_TEXTE FOURNI_
We are no more in the driving seat! Nous ne sommes plus aux commandes. La devise de Maurice est que l’ile est la clé et l’étoile de l’océan Indien. Or malgré notre positionnement stratégique, il y a de la concurrence en face. Le port de Madagascar est extrêmement développé désormais. Le port de la Réunion est superbement équipé. Il y a des ports dans l’Afrique de l’Est comme le port de Beira au Mozambique et le port de Dar- Es-Salaam en Tanzanie. En Asie, il y a Colombo au Sri Lanka. Nous sommes dans une situation de
Cut throat competition”.

D’ailleurs le récent blocage au Canal de Suez a provoqué des réactions de panique disproportionnées face à l’impact réel pour Maurice. Il faut savoir que la majeure partie de nos marchandises ne passe pas par le Canal de Suez. Nos fournisseurs de l’Inde, de la Chine et de l’Asie du Sud-Est nous livrent en traversant directement l’océan.

Par contre, notre port aurait pu envoyer un signal fort pour capter les navires, qui sont redirigés le long de la côte Africaine et les attirer vers Maurice plutôt que le Cape of Good Hope. Car Port-Louis reste malgré tout un port stratégique avec une grande baie pouvant accueillir des bateaux militaires et des navires de marchandises.

Toutefois, il faut bien réaliser que les armateurs analysent le service et le coût qui est offert par chaque port. Un navire n’est pas fait pour s’éterniser dans un port. Il doit passer un minimum de temps dans un port et il doit continuer à naviguer. Le port qui ne satisfait pas ces conditions est facilement remplacé par un autre de nos jours. Car les navires sont des gros porteurs beaucoup plus sophistiqués qu’auparavant et qui cherchent à emprunter les routes les plus rapides pour livrer et embarquer les cargaisons.

Il y a une plus grande coordination avec le transport multimodal sur les continents. Du port, les cargaisons sont acheminées par voie aérienne, par transports routiers ou par chemin de fer et le temps est un facteur de coût important. Car le plus longtemps on met à débarquer un bateau, le plus cher cela revient sur toute la chaine d’approvisionnement et de distribution. Donc, gérer la compétitivité d’un port requiert une grande capacité de réflexion stratégique et comprendre l’envergure de cette responsabilité. Pour siéger au niveau des instances décisionnelles, une réelle compétence dans ce domaine est requise.

_DONNÉES FOURNIES_

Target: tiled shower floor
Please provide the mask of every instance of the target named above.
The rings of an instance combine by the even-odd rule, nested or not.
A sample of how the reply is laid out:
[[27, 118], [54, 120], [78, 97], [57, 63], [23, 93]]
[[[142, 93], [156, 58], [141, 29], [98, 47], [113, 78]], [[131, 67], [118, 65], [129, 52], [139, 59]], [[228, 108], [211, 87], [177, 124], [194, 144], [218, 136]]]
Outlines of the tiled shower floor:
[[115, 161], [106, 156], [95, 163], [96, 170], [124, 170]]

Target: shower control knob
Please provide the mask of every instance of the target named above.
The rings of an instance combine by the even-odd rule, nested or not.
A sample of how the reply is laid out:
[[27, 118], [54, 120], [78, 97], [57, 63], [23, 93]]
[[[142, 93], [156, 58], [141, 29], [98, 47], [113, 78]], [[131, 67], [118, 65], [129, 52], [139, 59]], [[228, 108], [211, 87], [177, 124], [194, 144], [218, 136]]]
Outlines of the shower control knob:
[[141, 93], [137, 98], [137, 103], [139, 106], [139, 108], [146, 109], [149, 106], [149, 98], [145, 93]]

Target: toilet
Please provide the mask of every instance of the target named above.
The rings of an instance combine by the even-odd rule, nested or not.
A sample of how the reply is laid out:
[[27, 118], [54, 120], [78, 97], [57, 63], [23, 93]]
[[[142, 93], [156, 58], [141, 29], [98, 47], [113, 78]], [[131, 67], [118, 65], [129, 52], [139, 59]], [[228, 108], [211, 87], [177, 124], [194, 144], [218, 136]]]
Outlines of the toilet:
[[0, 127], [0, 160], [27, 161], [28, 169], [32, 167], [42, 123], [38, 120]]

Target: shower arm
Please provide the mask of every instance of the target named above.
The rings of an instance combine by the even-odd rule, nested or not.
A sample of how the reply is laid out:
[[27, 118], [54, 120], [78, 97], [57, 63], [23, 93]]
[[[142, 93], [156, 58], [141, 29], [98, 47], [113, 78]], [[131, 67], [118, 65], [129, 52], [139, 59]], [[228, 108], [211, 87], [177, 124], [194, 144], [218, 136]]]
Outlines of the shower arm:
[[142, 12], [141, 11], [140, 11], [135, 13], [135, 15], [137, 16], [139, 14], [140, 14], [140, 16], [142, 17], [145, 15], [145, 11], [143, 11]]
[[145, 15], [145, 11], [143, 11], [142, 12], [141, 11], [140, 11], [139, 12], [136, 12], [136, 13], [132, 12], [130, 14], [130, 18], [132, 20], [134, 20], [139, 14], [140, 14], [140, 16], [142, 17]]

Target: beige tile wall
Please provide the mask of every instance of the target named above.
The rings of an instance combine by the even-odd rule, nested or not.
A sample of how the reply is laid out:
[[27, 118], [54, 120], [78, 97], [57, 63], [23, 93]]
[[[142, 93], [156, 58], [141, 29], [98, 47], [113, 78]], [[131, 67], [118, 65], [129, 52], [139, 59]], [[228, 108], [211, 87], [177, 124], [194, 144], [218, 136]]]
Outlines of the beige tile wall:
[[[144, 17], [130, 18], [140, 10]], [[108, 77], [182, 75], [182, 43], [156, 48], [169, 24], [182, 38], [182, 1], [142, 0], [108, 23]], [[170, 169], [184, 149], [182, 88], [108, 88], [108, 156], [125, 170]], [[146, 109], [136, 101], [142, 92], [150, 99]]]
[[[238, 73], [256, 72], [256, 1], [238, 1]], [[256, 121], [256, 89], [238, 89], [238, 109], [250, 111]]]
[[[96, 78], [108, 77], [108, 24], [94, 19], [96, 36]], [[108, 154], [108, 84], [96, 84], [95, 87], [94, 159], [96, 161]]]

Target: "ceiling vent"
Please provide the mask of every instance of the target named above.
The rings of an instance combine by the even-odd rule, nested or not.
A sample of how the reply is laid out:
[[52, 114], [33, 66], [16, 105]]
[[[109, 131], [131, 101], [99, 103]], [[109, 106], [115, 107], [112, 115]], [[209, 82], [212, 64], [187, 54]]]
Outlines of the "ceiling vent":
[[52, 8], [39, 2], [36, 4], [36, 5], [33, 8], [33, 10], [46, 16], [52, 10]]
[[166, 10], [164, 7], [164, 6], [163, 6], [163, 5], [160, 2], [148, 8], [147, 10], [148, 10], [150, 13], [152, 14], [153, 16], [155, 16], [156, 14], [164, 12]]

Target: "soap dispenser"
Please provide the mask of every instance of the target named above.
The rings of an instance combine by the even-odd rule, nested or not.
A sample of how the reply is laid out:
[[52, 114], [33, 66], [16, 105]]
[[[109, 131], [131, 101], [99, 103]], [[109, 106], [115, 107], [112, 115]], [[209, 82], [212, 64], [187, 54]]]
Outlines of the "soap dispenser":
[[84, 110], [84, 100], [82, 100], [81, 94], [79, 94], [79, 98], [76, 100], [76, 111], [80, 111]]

_OBJECTIF_
Recopiez le texte sur la concurrence entre les ports de l'océan Indien depuis « Par contre, notre » jusqu'à « embarquer les cargaisons. » inclus, en substituant « compagnies maritimes » à « armateurs ».

_RÉPONSE ATTENDUE_
Par contre, notre port aurait pu envoyer un signal fort pour capter les navires, qui sont redirigés le long de la côte Africaine et les attirer vers Maurice plutôt que le Cape of Good Hope. Car Port-Louis reste malgré tout un port stratégique avec une grande baie pouvant accueillir des bateaux militaires et des navires de marchandises.

Toutefois, il faut bien réaliser que les compagnies maritimes analysent le service et le coût qui est offert par chaque port. Un navire n’est pas fait pour s’éterniser dans un port. Il doit passer un minimum de temps dans un port et il doit continuer à naviguer. Le port qui ne satisfait pas ces conditions est facilement remplacé par un autre de nos jours. Car les navires sont des gros porteurs beaucoup plus sophistiqués qu’auparavant et qui cherchent à emprunter les routes les plus rapides pour livrer et embarquer les cargaisons.